- _PROBLEMS TO SOLVE_
a) Answer these questions from the heavy-atom phasing text, one line each, marked (i), (ii), (iii):
(i) Which option in the xcontur View window gives more precise positioning of the atoms?
(ii) In the fin file, which column should hold the native data?
(iii) What outlier filter range does the heavy-atom phasing text suggest for weak to strong derivatives?
b) Which software programs does the heavy-atom phasing text name? List every one.
c) Write the next part of the heavy-atom phasing text, picking up after its final sentence.

- _SOURCE EXTRACT_
Use xpatpred to start the first solution file. In xpatpred you can enter in heavy atom positions and then compare these with the patterson map. Save the predictions from xpatpred in a file and then load this file into xcontur as a label file while displaying the map. Labels will come up displaying the heavy atom vector positions in the volume 0-1, 0-1, 0-1. Open the View window in xcontur and turn on the "jacks" option for more precise positioning of the atoms.

Once you have a solution that explains the peaks in the patterson map then save the solution file in xpatpred and read it into xheavy. Click on the derivative in the derivative list and then select Edit. You will need to enter the fin file that contains the heavy atom data merged with the native data. The native data should be in column 1 and the derivative in column 2 in this fin file. If you are going to use the anomalous scattering of the derivative you should use .df file. Then enter the type of phasing you want to do - usually isomorphous. For the first run select a low resolution such as 5 Ĺngstroms. Also its a good idea to set the outlier filter to 100-130 for weak to strong derivatives respectively. Push apply to set this data and then go back to the main window. Select the refine all derivatives method and then apply. Refinement will begin.

- _DATA_
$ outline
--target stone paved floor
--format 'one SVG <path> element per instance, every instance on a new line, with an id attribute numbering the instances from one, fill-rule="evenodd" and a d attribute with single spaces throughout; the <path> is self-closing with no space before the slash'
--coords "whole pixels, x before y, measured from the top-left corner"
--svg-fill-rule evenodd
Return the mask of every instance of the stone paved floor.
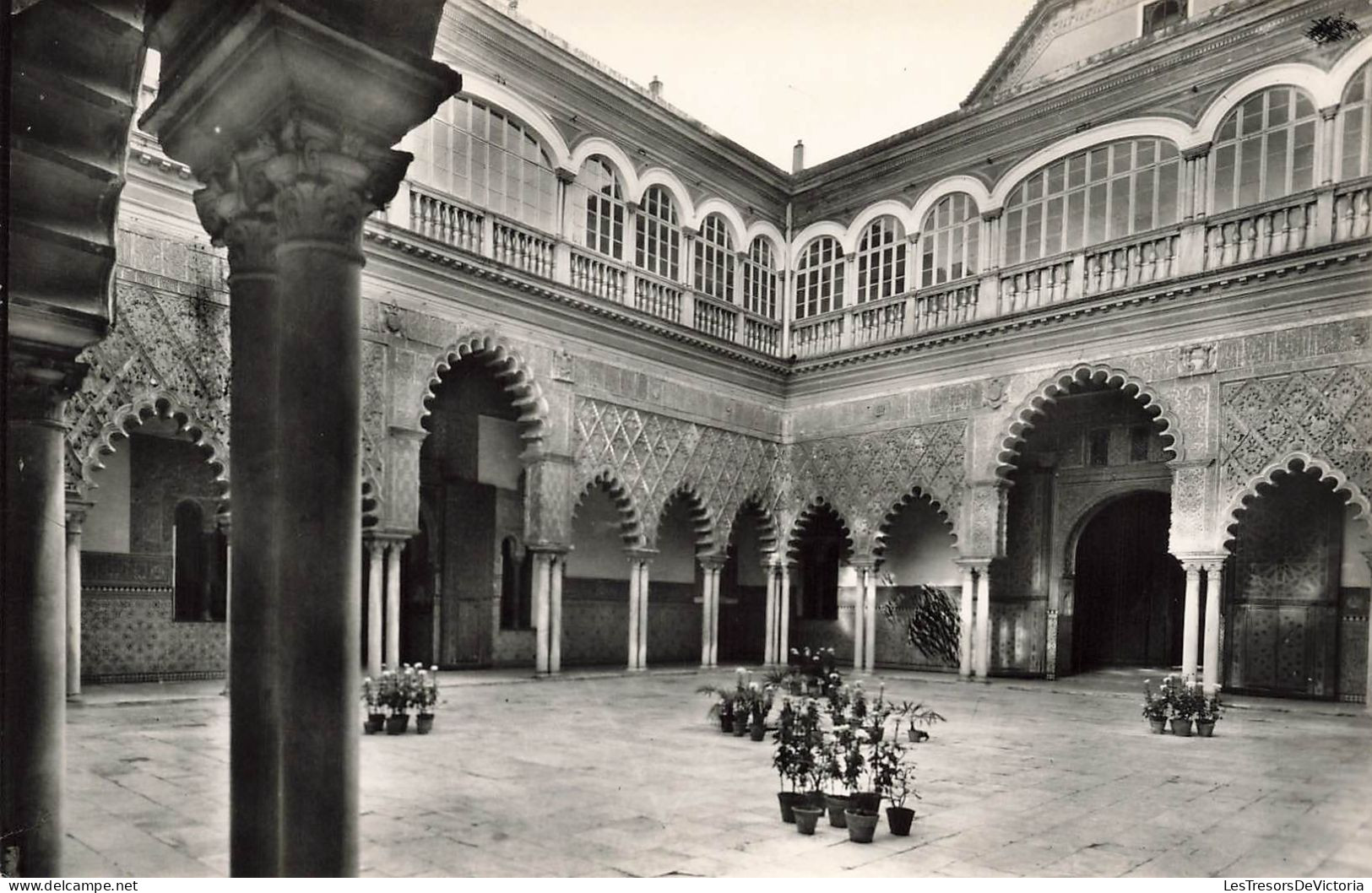
<path id="1" fill-rule="evenodd" d="M 949 722 L 915 750 L 911 835 L 882 822 L 864 846 L 781 823 L 770 745 L 707 726 L 700 675 L 456 676 L 434 734 L 362 738 L 366 875 L 1372 875 L 1360 705 L 1231 709 L 1184 739 L 1109 684 L 890 674 Z M 70 875 L 226 872 L 213 690 L 106 686 L 70 709 Z"/>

- _RESPONSES PER TASK_
a)
(i) The "jacks" option.
(ii) Column 1.
(iii) 100-130.

b) xpatpred, xcontur, xheavy

c)
After you have refined then calculate some phases to check the phasing stats. (You will need to enter a phase file name at this point or the program will complain.) After you calculate some phases redo the refinement. If phases are available the refinement is sone in a phased manner. However if the phases are poor don't do phased refinements! Good phases will have a phasing power of 1.5 or better and a figure of merit above 0.5 for a single derivative. Don't forget to save your solution!

If you have a derivative that you haven't solved you can try cross phasing it with one or more solved derivatives. Take the phases from the solved derivative and combine them with the unsolved derivative merged with the native data in a fin file. Check the swap f1 and f2 flag so that when you make an Fo-Fc map with xfft the coefficients will be FPH-FP, phimir. Positions in this map can be found with xcontur. the quickest way to find the unique peaks is to contour the entire assymetric unit by setting the bounds and slab. then pick the peaks with the mouse. The interpolated peak position will be printed out in the message window. Enter these into xpatpred and check them against the patterson map. You can add this solution to the one you already by selecting the append option on the load menu button in xheavy.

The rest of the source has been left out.